WHAT YOU SHOULD DO
Which lines of the entries contain the word "span"? Please list them.

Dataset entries
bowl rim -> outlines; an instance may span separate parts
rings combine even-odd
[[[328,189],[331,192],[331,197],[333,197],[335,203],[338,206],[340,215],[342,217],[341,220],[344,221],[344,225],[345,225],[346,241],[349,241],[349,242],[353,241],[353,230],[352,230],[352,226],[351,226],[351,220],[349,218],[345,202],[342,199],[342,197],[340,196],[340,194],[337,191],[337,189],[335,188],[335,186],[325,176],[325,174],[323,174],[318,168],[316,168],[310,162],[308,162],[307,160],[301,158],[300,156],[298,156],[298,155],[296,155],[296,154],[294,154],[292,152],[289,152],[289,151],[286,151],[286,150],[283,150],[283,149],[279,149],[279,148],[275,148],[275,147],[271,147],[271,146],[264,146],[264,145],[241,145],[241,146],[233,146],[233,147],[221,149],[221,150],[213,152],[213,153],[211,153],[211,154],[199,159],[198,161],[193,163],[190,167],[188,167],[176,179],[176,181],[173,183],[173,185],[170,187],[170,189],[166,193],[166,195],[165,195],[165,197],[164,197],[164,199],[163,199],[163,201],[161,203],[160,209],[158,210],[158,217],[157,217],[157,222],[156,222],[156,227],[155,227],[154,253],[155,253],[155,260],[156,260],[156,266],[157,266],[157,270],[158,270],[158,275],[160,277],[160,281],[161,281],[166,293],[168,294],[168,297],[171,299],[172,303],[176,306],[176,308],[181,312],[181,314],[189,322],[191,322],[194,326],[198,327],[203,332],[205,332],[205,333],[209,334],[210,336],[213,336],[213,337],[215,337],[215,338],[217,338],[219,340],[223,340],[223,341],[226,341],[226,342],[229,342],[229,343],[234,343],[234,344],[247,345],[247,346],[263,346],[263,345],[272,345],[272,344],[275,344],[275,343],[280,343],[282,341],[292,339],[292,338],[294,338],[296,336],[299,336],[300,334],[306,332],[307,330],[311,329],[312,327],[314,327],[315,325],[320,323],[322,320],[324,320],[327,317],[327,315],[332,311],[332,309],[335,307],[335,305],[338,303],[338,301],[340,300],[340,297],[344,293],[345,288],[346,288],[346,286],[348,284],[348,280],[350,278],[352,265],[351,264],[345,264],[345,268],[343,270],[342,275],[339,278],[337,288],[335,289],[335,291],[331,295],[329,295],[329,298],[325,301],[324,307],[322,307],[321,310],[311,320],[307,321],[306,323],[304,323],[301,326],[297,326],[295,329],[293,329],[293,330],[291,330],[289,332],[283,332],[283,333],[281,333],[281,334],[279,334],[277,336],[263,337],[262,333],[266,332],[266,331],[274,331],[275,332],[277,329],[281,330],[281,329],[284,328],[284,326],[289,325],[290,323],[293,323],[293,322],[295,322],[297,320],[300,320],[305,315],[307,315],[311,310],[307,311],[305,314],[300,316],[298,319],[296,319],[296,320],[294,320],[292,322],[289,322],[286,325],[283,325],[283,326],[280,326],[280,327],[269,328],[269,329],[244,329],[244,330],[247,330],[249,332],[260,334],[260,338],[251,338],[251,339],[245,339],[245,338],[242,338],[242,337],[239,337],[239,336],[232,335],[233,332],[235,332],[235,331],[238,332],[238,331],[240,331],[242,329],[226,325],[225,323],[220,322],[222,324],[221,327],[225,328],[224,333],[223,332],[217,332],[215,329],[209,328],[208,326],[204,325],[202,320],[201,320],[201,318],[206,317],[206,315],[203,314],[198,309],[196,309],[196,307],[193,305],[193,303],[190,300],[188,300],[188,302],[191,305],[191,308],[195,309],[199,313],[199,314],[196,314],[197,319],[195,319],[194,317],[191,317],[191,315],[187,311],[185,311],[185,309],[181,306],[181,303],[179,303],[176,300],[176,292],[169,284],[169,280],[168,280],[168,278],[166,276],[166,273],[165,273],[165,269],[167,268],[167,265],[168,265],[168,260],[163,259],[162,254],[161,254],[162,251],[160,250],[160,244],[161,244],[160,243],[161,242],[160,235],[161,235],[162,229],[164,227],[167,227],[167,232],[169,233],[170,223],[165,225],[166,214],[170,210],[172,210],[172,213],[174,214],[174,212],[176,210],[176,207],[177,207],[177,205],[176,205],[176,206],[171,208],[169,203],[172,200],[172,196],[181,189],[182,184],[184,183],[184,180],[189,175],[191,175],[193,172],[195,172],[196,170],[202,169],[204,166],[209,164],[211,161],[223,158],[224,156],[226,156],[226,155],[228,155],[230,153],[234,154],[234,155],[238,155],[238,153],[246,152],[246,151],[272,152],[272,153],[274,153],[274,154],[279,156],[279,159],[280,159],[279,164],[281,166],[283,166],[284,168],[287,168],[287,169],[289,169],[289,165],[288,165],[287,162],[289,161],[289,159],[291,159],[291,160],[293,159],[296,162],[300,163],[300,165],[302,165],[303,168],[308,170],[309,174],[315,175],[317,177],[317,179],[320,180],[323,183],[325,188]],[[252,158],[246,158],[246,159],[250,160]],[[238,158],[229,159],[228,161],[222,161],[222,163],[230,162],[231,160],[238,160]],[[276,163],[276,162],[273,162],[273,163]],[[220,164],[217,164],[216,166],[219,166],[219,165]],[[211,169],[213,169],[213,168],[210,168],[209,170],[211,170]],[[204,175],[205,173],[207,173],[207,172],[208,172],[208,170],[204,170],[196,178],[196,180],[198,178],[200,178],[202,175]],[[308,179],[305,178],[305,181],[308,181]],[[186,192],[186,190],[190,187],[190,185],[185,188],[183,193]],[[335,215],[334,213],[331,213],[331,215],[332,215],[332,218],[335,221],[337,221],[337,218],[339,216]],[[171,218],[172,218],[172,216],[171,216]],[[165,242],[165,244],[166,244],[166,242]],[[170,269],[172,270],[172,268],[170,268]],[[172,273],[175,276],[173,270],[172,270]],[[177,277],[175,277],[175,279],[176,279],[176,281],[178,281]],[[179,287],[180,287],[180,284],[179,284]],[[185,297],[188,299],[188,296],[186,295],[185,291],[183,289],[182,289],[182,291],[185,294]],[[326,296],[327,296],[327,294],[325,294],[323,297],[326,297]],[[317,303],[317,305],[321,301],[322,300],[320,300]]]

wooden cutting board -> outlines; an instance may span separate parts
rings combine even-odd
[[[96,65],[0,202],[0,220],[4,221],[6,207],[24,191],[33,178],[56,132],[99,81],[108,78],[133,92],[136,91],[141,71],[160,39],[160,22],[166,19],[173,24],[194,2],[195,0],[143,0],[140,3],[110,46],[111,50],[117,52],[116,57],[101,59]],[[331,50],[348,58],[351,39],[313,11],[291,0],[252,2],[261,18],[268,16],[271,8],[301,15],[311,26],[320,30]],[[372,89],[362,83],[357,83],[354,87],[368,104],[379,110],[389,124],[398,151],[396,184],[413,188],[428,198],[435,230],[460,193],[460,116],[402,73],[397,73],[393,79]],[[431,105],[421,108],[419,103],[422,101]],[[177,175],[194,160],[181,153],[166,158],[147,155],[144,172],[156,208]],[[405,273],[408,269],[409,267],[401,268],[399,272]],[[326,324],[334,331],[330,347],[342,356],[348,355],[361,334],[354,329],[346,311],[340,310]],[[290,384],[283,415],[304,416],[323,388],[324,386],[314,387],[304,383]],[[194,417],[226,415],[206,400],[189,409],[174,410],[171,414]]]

THE COMPLETED TASK
bowl rim -> outlines; an instance may span separate parts
wooden cutting board -> outlines; an instance may span separate parts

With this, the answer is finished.